#### [Excerpted text]
Instance Upgrade

Trove needs to address how guest instances will update their database software, the Trove guest agent, and the underlying operating system. This blueprint proposes a technique which will allow guest instances to be updated by migrating the data volume to a new instance based on an updated guest image.

Launchpad Blueprint: https://blueprints.launchpad.net/trove/+spec/instance-upgrade

Problem Description

Trove creates a database instance by creating a nova instance from a provided operating system image and attaching a volume to the instance to hold the user’s data. By using a known image with the database software preconfigured, an operator can ensure that the user will receive a known version of database software, configured with an operating system certified to work with that version of database software. This technique eliminates many of the ambiguities of provisioning applications, allowing an operator to provide a published level of service to the database user.

Unfortunately, running database instances aren’t static over their lifetimes. Over time, it may be necessary for an instance to be upgraded with security patches, new database software, or updates to the Trove guest agent. The cloud operator and the end user must be provided with a way to migrate their databases to new operating environments.

In summary, there are a number of changes that a database instance might be subjected to over time, and this spec addresses applying these types of changes. These include (but are not necessarily limited to):

  • operating system security patches
  • database security patches
  • database version upgrades
  • Trove guest agent upgrades
  • OpenStack version upgrades
  • operating system upgrades

Proposed Change

The traditional approach to system upgrades is to simply execute system utilities such as “apt-get upgrade” to upgrade all or parts of a running system. For large installations, this technique could be automated by tools such as Ansible or Salt to apply the changes to many systems. This approach isn’t ideal for database-as-a-service as there is little control over which components are upgraded, and to which version; an update could leave a database instance in a state where the database does not operate properly, or could even cause the data itself to become corrupted.

#### [Supplied entries]
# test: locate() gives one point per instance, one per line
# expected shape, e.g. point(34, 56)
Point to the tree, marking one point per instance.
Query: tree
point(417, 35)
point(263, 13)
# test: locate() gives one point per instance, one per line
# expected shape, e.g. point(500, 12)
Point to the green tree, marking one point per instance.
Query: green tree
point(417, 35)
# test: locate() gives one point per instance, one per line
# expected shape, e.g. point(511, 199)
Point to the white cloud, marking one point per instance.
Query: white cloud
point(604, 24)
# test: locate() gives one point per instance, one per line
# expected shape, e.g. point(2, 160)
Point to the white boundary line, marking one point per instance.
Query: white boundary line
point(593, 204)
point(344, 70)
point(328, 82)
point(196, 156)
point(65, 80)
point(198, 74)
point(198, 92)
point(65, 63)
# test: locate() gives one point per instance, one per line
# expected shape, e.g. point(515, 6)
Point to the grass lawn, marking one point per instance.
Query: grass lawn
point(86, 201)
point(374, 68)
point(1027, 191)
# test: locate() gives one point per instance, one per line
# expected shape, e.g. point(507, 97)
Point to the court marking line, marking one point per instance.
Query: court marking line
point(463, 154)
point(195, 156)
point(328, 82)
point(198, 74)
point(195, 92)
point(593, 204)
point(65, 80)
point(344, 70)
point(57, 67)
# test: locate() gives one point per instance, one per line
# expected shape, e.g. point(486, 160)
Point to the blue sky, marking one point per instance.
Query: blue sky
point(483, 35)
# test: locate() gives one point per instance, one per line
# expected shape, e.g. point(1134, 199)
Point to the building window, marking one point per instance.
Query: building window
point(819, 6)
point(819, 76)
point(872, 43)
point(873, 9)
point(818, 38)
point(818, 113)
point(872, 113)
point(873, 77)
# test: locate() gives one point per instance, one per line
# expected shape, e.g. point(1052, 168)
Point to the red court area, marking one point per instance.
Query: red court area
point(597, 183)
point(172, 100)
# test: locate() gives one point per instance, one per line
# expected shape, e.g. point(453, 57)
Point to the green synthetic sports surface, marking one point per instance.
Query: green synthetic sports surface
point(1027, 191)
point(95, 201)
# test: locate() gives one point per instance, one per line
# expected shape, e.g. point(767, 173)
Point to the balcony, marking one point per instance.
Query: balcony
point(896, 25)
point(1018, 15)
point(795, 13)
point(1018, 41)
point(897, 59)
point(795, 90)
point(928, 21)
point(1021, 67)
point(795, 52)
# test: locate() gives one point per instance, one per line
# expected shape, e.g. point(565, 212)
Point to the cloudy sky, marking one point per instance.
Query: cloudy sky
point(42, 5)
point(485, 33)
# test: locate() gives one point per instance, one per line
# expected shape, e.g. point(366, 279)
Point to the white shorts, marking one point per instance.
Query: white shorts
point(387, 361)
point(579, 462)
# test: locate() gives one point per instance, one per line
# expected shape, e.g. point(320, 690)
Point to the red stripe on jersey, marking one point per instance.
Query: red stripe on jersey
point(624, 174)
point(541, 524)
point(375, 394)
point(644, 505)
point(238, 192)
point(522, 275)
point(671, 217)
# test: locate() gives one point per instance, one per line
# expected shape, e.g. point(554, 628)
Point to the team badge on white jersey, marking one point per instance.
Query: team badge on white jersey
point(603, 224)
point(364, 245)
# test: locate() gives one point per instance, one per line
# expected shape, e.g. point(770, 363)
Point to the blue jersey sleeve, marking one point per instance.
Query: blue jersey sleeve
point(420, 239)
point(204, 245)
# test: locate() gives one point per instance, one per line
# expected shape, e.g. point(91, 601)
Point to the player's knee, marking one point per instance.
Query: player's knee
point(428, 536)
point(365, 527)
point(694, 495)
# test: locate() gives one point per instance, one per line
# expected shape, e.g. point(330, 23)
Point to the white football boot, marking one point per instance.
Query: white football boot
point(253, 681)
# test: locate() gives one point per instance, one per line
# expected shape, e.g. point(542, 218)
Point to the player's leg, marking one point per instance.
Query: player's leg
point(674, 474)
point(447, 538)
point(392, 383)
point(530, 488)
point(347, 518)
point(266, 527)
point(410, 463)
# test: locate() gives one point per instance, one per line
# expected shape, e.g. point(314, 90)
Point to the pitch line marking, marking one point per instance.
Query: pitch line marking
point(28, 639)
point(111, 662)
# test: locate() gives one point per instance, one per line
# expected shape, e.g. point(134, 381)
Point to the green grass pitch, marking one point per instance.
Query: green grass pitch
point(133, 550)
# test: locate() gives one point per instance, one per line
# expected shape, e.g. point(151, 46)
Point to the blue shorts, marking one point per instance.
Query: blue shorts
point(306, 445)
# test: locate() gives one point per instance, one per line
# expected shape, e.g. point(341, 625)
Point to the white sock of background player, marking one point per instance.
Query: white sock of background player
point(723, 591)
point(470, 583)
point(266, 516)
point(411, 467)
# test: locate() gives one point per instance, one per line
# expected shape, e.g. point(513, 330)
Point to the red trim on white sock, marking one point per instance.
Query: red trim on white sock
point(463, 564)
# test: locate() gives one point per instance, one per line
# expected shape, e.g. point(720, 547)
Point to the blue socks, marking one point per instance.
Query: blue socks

#### [Task details]
Pick up the Trove instance upgrade spec after its final sentence and write the next part of its "Proposed Change" section.

#### [The output]
It is crucial that Trove develop a method to update instances which provides a high probability of leaving the database in a safe, consistent, and usable state.

To ensure a safe, consistent state, this blueprint proposes a technique for upgrading an instance which transitions it from one known image to a new known image running updated software. The full state of each instance state will be known. At its core, this technique will involve detaching the volume containing the database data and attaching it to a new instance based on a different (updated) image.

The bulk of the “variable” data on a Trove instance exists on the attached volume where the database stores its data. There is also some operating system state which must be preserved during this transition, consisting primarily of networking data (the instance name and ip address), some Trove configuration data (guest_info.conf and trove-guestagent.conf), and the database configuration data (such as /etc/mysql).

The core of this technique will be based on the rebuild API provided by Nova. The Nova rebuild function upgrades a running instance to a new image, ensuring that the networking configuration is applied to the new instance. The newly created instance will come up with the same network configuration (ip, hostname, and Neutron configuration) as the instance from which it was created. Trove guest functionality will be added to allow the guest to capture additional state about the instance (primarily database configuration), and re-apply that state to the system after rebuild. The result will be a running, connectable database provisioned on a new instance running updated software.

The selection of image to upgrade to will be based on the current datastore_version mechanism. Essentially, the user will be allowed to upgrade an instance to a newer datastore_version of its datastore. Safeguards will be put in place to ensure that the user is selecting an appropriate datastore_version to upgrade to; for example, the user would only be allowed to upgrade a mysql instance from datastore_version 5.5 to 5.6, not to 5.0 or 6.7.

Configuration

No configuration changes are planned.

Database

A future blueprint will outline the changes necessary to support the upgrade constraints on datastore_versions; this specification will be limited to implementing the upgrade functionality without the constraints.

Public API

A new REST API call will be added in support of this functionality.

REST API: PATCH /instances/<instance id> REST body:

{
    "instance": {
        "datastore_version": "<datastore_version_uuid>"
    }
}

REST result:

{}

REST return codes:

202 - Accepted. 400 - BadRequest. Server could not understand request. 404 - Not Found. <datastore_version_id> not found.

Public API Security

There are no envisioned security implications.

Python API

A new method will be implemented in the trove API. This method will upgrade a instance to the image specified by the provided datastore_version.

upgrade(instance, datastore_version)
instance:the instance to upgrade
datastore_version:
 the datastore version, or its id, to which the trove instance will be upgraded

CLI (python-troveclient)

A new CLI call will be implemented. This new call will upgrade a instance to the image specified by the provided datastore_version.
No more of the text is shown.